### Exercise set
(A) In the article on Louise Pitcher's aging research, where does she study?
(B) From the article on Louise Pitcher's aging research, copy the passage starting with "When asked what" and going on through "before graduate school.".

Passage shown START

Posted on Monday, August 12, 2024

As of 2021, about 0.27% of the US population reached 100 years old. Louise Pitcher, an ARCS Minnesota Scholar and Danaher grant recipient, is working to raise that percentage. She studies at the Institute on the Biology of Aging and Metabolism at the University of Minnesota. Pitcher’s research focuses on cellular rejuvenation with hopes of reviving dying cells.

Her specific focus is on cellular senescence. “It’s a cell state that arises as a result of persistent activation of stress signaling mechanisms, which is known to drive aging,” she explains. The accumulation of these aging cells drives the development of age-associated chronic diseases, multimorbidity, and, worst of all, wrinkles.

While she’s not trying to cure the cause of wrinkles (though she knows the secrets to keep skin young), Pitcher’s research and David Burn Loris’s lab are targeting the dying cells in hopes of treating Alzheimer’s disease and osteoarthritis.

Cells age due to constant stress exposure. The stress causes an accumulation of molecular damage, specifically DNA damage, which prevents the body from maintaining homeostasis. “It leads to a manifestation of more cellular aging phenotypes, which include, but are certainly not limited to, abnormal epigenetic landscape, mitochondrial dysfunction, or impaired energy homeostasis,” Pitcher says.

However, with Pitcher’s research, she hopes to understand the cellular senescence process as we age and help drug development efforts to treat these chronic diseases. “The goal would be to identify a therapeutic approach that targets multiple aging phenotypes simultaneously to either extend health spans so we can live to 100 or identify a drug that targets multiple aging phenotypes at once and can simultaneously alleviate multiple chronic diseases.”

When asked what she would share with people on how to avoid cellular aging, she said it all comes down to living a healthy lifestyle and lathering on sunscreen. She recommends increasing water intake and exercise. “What seems to be the most important are the things you eat and movement, which improves the homeostasis in your cell’s functionality.”

As a Danaher grant recipient, Pitcher used her funds to develop her data analysis skills. Her research requires multi-omni approaches and relies on bioinformatic analysis, a skill she didn’t have before graduate school.

"The ARCS Scholar Award allowed me to get extra classes that went beyond the baseline classes my university offered and gave me the necessary foundation to do this,” she shares. “It’s very sought after by employers, but it has also caused people in my lab and other labs at IBM to do collaborative projects with me.”

Passage shown END
Dataset records START

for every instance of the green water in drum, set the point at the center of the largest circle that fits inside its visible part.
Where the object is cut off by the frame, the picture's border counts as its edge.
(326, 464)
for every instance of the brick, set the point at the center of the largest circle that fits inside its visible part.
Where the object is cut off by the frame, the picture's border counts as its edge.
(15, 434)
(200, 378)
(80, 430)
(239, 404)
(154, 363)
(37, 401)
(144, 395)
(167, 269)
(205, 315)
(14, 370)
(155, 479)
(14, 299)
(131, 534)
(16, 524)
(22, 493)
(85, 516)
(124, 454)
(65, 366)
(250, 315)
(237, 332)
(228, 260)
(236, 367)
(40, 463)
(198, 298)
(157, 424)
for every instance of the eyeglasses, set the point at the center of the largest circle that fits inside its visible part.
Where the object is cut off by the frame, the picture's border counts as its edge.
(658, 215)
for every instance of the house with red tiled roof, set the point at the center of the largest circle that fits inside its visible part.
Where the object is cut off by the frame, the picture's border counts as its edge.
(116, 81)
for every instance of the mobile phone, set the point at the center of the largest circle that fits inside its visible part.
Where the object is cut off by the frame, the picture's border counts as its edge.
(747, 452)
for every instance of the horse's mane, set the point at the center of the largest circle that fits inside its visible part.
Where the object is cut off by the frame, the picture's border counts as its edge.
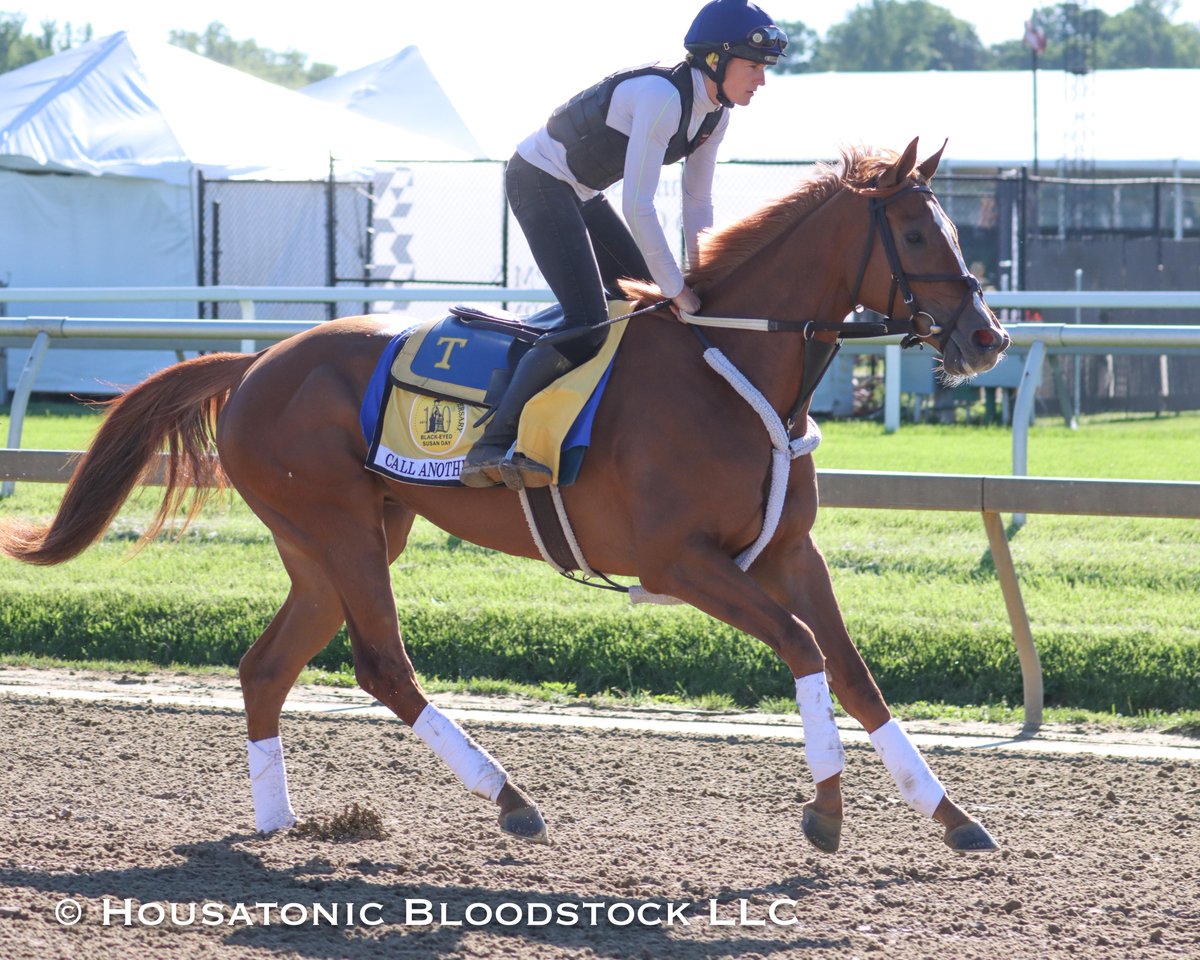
(725, 250)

Dataset records END

### Task results
(A) At the Institute on the Biology of Aging and Metabolism at the University of Minnesota.

(B)
When asked what she would share with people on how to avoid cellular aging, she said it all comes down to living a healthy lifestyle and lathering on sunscreen. She recommends increasing water intake and exercise. “What seems to be the most important are the things you eat and movement, which improves the homeostasis in your cell’s functionality.”

As a Danaher grant recipient, Pitcher used her funds to develop her data analysis skills. Her research requires multi-omni approaches and relies on bioinformatic analysis, a skill she didn’t have before graduate school.